One of my New Year’s resolutions is to de-clutter my house. What better place to begin than clearing the kitchen counters of all the unordered and unwanted magazines, brochures, and flyers from uninvited merchants that have accumulated over the holidays? How so many of these periodicals find my mailbox is beyond my comprehension and certainly beyond my clutter tolerance level.
As I gathered a pile of brochures to toss out, I came across one particular flyer that made me pause. The pictures and products on the cover intrigued me. The flyer was from a cosmetic company and featured products that promised to solve all my skin concerns with special lotions and creams. Living in Michigan during the winter is a challenge to skin of all types, so I read on, especially as one of the brands advertised “Hope in a Jar”. Could the cure for dry skin be a genie in a bottle?
As I turned each page (yes, I had begun to hope) I started to read about fabulous solutions that could put to rest any notion that beauty was more than skin deep. If I could make my skin softer, smoother, brighter I could present my best face forward. The Anti-Aging creams promised immortality!
There were products with alluring names such as “Miracle Worker”, “Time In a Bottle”, “Too Faced”, “Full Exposure”, “Baby Skin” (who could resist wanting to recapture the delicate sweet skin of a newborn?), “Dream Wonder”, and something that promised it would make me “positively radiant”.
I stopped cleaning my cluttered kitchen counter as I thought about cleansing my skin and finding the fountain of youth. I could achieve remarkable results in a matter of weeks. One product promised intensive overnight repair while I slept.
In the midst of my reverie, I woke up with the idea that perhaps I was not only wanting relief from the cold, dry air of Michigan winter, but fantasized about a complete makeover. It was fascinating to me how these ads played into the fantasy of becoming someone other than who you are. In a reverse way, they were actually inviting me to put on a mask. Yet, to be unfettered by the harsh winds of time and the wealth of life experiences would guarantee a fountain of youth. It was so enticing. To make this transformation more inviting, these Ponce de Leon offers promised discount coupons and free gifts.

- Given task A
Turn the paragraph of the essay beginning "There were products with alluring names" into a bulleted list of the products it mentions.

[Dataset rows on where objects appear]
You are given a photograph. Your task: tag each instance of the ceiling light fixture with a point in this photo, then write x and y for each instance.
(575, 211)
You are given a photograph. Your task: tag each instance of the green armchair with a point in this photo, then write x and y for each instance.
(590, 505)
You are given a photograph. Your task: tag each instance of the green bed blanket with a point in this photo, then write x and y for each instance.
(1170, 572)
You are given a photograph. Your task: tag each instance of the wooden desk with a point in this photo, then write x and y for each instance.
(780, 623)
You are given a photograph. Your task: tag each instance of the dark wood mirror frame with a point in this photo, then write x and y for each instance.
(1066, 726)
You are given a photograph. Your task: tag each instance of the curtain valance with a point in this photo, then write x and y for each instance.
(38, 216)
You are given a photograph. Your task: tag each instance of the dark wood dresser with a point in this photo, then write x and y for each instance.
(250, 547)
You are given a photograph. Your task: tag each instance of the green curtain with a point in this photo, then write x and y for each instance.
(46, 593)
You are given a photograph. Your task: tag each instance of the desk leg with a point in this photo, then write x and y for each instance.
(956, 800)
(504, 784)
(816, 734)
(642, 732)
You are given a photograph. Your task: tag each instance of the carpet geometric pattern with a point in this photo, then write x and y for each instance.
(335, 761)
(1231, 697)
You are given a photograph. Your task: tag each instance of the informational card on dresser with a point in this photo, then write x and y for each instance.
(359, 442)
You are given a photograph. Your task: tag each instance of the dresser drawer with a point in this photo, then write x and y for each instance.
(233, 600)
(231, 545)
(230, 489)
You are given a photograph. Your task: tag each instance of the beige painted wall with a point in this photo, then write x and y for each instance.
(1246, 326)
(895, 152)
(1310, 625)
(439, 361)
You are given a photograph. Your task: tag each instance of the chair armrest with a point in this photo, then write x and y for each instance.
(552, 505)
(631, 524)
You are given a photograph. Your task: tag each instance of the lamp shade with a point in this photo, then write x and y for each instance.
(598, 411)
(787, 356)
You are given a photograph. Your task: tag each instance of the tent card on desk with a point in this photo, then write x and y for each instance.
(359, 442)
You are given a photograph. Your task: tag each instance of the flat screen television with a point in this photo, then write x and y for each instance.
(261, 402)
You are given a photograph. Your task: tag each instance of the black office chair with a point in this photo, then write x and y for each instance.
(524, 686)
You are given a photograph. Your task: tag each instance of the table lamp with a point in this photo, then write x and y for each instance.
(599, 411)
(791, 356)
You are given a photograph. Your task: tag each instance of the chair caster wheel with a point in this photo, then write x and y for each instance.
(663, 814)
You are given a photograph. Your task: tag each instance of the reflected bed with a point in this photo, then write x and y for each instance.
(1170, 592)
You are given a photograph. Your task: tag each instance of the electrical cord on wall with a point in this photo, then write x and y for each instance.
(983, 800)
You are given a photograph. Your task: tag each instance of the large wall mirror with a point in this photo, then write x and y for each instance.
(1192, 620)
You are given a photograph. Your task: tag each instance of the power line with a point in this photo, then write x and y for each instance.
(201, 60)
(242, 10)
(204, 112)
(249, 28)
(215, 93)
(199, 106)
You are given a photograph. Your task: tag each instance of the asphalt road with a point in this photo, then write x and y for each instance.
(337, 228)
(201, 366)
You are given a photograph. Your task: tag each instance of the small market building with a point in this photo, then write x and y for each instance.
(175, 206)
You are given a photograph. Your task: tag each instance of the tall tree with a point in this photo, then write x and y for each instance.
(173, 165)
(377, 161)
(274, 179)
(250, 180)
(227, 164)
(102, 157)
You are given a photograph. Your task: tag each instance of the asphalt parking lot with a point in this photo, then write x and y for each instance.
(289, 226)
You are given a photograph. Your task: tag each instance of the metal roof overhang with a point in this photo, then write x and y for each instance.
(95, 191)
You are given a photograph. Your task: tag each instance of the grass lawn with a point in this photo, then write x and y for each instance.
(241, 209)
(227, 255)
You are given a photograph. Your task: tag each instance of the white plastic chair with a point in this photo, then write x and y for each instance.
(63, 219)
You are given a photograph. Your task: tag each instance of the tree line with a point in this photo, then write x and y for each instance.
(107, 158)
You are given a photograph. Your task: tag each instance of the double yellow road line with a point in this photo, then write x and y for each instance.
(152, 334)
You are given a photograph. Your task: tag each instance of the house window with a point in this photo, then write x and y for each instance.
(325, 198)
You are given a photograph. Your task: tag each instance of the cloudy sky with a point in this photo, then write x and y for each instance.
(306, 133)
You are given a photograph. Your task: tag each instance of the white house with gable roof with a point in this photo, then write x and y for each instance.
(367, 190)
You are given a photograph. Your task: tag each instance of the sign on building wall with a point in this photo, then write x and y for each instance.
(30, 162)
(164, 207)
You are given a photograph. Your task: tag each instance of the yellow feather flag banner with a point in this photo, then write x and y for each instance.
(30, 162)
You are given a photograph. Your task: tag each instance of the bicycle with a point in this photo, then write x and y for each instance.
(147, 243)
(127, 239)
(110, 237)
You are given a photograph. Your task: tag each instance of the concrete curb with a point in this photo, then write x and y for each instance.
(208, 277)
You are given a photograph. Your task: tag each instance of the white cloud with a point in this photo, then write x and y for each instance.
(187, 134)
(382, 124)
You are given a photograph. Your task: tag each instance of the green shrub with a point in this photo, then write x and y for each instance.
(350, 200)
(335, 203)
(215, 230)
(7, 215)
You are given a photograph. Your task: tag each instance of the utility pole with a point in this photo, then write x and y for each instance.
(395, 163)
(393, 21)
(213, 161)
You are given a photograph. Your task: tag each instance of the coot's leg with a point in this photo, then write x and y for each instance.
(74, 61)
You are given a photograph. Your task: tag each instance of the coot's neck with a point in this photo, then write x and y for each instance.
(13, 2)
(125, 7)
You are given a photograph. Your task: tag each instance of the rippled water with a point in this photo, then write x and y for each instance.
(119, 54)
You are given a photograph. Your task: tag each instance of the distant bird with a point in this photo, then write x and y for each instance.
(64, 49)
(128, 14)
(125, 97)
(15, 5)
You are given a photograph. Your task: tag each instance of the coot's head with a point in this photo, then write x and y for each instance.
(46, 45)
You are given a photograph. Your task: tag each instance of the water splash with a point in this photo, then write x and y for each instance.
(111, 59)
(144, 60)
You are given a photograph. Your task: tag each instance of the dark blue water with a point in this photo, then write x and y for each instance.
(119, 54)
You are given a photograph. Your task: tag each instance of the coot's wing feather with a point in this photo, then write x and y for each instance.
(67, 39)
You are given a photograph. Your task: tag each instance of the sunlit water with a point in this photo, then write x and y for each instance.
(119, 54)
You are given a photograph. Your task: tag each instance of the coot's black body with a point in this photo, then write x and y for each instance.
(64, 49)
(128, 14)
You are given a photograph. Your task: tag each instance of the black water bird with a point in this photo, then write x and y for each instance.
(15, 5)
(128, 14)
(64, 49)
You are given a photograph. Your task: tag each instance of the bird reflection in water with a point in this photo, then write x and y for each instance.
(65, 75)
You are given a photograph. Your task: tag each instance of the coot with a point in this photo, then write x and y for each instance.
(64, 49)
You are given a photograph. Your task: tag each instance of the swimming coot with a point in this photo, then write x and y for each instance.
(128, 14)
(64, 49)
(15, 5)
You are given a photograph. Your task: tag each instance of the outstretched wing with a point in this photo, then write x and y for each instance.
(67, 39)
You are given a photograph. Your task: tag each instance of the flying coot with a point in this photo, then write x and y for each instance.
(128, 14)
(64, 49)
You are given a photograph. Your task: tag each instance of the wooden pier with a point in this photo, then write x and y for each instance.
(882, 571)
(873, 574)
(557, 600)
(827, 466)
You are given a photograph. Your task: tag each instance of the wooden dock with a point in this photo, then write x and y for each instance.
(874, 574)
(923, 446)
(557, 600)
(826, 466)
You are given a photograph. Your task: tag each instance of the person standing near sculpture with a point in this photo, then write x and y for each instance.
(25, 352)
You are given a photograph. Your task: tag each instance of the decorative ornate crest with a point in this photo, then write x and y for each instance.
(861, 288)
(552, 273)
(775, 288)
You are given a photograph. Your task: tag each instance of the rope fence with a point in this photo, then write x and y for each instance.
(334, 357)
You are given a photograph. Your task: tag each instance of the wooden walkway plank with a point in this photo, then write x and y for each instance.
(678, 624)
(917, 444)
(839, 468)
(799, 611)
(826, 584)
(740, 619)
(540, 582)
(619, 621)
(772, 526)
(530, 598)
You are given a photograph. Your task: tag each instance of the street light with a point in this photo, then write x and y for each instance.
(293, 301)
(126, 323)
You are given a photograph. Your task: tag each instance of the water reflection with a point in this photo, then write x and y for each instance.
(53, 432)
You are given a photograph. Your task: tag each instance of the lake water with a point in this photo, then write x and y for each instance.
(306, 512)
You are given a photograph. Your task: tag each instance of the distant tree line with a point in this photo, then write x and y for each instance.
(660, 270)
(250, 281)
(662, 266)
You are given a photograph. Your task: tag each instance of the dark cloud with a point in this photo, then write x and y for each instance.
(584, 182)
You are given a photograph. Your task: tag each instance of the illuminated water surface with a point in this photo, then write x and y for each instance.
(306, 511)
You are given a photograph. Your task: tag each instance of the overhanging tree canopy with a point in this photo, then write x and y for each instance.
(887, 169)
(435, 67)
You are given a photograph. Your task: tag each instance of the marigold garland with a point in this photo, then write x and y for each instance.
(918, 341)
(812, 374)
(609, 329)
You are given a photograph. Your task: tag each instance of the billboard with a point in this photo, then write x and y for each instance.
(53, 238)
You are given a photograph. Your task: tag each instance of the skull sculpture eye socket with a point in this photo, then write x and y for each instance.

- Given task B
Lay out the records from the start up to and including the line with "(1170, 572)" as a two-column CSV with the columns request and point. Give one row for each request, and put its text and its answer each in one quoted field with any line breaks replaced by spaces.

- Result A
- "Miracle Worker"
- "Time In a Bottle"
- "Too Faced"
- "Full Exposure"
- "Baby Skin" (offering the delicate sweet skin of a newborn)
- "Dream Wonder"
- a product promising to make the writer "positively radiant"

- Result B
request,point
"You are given a photograph. Your task: tag each instance of the ceiling light fixture with a point in this photo, then write x and y for each instance.","(575, 211)"
"You are given a photograph. Your task: tag each instance of the green armchair with a point in this photo, then write x and y for each instance.","(590, 505)"
"You are given a photograph. Your task: tag each instance of the green bed blanket with a point in this photo, then write x and y for each instance.","(1170, 572)"